WORKING DATA:
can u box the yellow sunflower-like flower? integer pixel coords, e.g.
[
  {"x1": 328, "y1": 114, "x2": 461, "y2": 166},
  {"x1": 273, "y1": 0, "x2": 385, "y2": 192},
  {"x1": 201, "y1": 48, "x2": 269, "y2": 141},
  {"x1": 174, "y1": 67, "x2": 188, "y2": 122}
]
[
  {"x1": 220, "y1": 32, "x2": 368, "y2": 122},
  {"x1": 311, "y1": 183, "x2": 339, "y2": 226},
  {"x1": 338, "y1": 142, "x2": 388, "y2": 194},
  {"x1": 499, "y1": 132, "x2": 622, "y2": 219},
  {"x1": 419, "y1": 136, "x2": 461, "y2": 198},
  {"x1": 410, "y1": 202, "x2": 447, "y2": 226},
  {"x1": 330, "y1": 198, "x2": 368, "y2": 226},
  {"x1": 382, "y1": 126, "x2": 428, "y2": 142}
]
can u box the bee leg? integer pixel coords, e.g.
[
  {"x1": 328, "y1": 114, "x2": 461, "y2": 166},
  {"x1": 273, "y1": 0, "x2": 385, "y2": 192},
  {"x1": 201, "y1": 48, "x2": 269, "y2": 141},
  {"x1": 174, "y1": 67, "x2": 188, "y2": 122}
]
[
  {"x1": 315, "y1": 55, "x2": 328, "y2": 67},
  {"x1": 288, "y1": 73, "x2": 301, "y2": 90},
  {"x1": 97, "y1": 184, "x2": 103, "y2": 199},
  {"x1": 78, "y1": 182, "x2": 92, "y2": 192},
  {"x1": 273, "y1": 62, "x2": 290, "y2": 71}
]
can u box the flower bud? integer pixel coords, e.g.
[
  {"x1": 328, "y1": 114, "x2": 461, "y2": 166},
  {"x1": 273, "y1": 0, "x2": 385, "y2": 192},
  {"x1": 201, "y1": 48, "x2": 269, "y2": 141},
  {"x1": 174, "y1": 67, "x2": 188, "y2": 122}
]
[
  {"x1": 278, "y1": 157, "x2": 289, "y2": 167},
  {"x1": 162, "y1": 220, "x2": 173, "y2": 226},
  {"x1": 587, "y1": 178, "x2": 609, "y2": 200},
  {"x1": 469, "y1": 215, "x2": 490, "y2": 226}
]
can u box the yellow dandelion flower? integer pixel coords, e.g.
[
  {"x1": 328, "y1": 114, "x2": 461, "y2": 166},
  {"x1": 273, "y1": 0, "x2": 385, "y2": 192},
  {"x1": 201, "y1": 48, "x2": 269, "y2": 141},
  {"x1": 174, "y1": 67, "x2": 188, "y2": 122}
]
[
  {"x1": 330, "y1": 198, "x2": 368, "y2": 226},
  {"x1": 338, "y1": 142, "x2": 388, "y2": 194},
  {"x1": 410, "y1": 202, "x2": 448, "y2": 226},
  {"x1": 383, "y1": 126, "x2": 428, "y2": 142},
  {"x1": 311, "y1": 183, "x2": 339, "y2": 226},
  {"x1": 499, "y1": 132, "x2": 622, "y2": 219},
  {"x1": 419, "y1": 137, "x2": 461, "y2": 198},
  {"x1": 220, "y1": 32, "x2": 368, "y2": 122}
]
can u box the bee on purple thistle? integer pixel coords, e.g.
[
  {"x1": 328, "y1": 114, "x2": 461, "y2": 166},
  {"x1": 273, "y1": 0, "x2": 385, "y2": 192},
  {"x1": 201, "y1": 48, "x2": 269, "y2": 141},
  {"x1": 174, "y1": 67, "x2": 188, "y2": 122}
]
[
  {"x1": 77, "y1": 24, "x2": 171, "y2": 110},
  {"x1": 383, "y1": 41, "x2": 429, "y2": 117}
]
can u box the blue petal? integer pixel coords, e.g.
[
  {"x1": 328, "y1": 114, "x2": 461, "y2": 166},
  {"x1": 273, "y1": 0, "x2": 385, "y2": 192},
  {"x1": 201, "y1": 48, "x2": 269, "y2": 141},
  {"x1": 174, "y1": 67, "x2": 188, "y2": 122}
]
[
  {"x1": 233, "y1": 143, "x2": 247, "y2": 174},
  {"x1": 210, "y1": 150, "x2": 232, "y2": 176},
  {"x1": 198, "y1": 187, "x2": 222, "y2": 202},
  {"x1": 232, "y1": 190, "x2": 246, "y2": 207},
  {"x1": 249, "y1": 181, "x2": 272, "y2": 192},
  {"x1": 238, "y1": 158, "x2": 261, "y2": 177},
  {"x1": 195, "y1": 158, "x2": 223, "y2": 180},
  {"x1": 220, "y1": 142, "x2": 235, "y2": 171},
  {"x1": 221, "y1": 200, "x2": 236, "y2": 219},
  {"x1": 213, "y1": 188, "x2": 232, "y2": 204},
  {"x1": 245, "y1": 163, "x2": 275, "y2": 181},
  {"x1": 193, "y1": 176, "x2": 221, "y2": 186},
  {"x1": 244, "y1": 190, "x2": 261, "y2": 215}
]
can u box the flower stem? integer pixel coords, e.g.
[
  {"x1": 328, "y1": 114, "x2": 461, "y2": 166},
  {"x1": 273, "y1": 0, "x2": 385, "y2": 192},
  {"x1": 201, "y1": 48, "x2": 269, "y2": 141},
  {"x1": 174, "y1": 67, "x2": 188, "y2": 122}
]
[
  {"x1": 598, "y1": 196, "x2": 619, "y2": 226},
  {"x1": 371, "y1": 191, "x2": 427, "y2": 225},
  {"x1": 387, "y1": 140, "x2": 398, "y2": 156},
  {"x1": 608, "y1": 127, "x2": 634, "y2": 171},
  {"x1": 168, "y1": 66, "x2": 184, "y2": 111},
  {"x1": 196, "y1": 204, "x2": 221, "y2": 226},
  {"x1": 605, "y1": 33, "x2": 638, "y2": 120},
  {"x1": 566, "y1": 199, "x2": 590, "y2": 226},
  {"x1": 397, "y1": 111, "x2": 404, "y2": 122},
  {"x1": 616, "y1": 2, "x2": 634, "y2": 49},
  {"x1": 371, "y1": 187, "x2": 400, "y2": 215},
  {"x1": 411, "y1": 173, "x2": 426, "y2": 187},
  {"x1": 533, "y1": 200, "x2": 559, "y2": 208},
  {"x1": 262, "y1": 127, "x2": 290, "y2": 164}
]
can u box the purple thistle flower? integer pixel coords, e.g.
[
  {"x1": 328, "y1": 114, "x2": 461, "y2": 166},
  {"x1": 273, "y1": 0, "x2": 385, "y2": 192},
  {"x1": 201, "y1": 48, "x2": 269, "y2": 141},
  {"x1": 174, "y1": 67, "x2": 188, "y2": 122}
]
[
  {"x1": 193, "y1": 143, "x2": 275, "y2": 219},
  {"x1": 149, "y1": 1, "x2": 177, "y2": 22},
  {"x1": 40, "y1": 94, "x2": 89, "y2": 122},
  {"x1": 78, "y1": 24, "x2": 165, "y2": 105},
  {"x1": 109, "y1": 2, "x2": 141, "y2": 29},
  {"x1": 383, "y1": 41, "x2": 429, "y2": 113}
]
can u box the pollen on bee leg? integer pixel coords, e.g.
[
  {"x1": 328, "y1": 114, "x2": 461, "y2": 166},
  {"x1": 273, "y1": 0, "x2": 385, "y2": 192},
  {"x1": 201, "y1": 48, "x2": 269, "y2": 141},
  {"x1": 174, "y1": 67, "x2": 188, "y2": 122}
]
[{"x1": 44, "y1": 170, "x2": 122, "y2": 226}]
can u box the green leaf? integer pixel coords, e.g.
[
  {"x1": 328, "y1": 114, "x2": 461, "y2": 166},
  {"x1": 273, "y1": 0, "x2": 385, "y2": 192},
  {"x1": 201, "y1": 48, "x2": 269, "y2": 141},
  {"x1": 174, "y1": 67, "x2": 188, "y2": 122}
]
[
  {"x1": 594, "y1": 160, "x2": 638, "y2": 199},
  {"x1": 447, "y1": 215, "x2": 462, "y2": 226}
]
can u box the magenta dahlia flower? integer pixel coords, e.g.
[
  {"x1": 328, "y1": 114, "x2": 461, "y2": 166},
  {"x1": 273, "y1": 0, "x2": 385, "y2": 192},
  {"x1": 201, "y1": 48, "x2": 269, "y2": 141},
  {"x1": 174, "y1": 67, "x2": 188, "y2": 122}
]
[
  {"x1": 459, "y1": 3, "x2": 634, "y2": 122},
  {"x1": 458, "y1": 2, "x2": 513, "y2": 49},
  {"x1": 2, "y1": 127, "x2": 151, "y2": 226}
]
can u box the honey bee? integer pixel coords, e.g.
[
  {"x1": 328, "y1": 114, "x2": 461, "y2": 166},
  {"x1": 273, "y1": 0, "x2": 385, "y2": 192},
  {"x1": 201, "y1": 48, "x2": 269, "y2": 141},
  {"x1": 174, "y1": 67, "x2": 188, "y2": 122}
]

EXERCISE AIM: Working through the data above, find every line holding "flower" and copy it.

SOLUTION:
can u box the yellow sunflower-like flower? integer pixel coords, e.g.
can u box the flower bud? integer pixel coords, e.g.
can u box the yellow dandelion flower? integer pixel coords, e.g.
can u box the flower stem? integer pixel coords, e.g.
can u box the purple thistle flower? integer pixel coords, e.g.
can u box the magenta dahlia flower? integer pixel coords, e.g.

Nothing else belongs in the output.